Textauszug →
+---+

Und da ist noch ein weiterer Unterschied zu einem antiken „deus ex machina“: Sein Kommen ist nicht nur ein Wunder, das vor 2000 Jahren einmal stattgefunden hat. Jesus ist nicht eine Lichtgestalt, die damals wie in einem Feuerwerk am Himmel erschienen ist und dann wieder spurlos verglühte. Nein, wenn Gott Mensch geworden ist, so ist das der Beginn einer unendlichen Geschichte. Denn der, der kam, bleibt auch der Kommende.

+---+

Datenauszüge →
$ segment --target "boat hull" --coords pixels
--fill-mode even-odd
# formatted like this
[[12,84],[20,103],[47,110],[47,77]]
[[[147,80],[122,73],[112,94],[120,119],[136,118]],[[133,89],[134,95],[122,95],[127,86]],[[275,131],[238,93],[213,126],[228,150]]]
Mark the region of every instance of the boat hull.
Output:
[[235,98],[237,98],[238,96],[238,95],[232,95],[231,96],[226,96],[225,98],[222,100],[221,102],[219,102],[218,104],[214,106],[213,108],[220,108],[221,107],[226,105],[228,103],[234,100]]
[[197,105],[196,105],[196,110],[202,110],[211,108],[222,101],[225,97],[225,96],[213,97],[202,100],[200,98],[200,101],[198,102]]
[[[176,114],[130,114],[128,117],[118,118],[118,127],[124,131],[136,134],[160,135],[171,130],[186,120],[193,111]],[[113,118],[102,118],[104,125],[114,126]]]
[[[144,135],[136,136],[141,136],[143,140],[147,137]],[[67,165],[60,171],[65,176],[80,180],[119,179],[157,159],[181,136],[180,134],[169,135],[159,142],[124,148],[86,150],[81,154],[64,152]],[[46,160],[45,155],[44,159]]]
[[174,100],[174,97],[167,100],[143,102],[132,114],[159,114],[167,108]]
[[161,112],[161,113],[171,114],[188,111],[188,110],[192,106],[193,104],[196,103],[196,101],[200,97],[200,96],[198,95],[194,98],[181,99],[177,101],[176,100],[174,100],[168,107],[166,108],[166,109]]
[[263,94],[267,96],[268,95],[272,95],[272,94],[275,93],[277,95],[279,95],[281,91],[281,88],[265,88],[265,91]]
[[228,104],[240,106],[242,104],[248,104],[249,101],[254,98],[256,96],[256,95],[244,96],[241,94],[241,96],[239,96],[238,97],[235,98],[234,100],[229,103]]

+---+

Verständnisfragen →
• a. Beantworten Sie zum Textauszug über das Kommen Jesu folgende Fragen:
(i) Vor wie vielen Jahren fand das Wunder laut Text einmal statt?
(ii) Wie ist die Lichtgestalt am Himmel erschienen, mit der Jesus laut Text nicht gleichzusetzen ist?
(iii) Wovon ist es der Beginn, wenn Gott Mensch geworden ist?
• b. Führen Sie den Textauszug über das Kommen Jesu nach seinem letzten Satz weiter.

Antworten →
• a.
(i) Vor 2000 Jahren.
(ii) Wie in einem Feuerwerk.
(iii) Der Beginn einer unendlichen Geschichte.

• b.
„Wär’ Christus tausendmal zu Bethlehem geboren und nicht in dir, du wärst doch ewiglich verloren.“ In diesem bekannten Vers von Angelus Silesius ist das zum Ausdruck gebracht. Weihnachten ist nichts für Zuschauer. Es ist auch nicht einfach die stimmungsvolle Erinnerung an ein Geschehen vor 2000 Jahren. Wir selbst stehen sozusagen mitten auf der Bühne des Geschehens. Es geht um uns! Gott kommt von innen, pocht an unsere Tür, meldet sich in unseren persönlichen Empfindungen, in den Fügungen unseres Lebens. Er meldet sich vor allem in jedem Menschen, dem wir begegnen. Seit seiner Menschwerdung kommt Gott in jedem Bruder und in jeder Schwester auf uns zu. Seine Herbergssuche fordert uns ganz konkret heraus: „Ich war fremd und obdachlos, und ihr habt mich aufgenommen“, heißt es in dem bekannten Gerichtsgleichnis von Matthäus (Mt 25, 35). So manche, die ihr Herz öffnen, werden vielleicht einmal erstaunt sein, wie oft sie Christus in anderen begegnet sind! Deshalb gibt es z.B. bei alten russischen Bauern noch die Sitte, am Tisch ein Gedeck frei zu halten für Christus, der als Gast kommen könnte.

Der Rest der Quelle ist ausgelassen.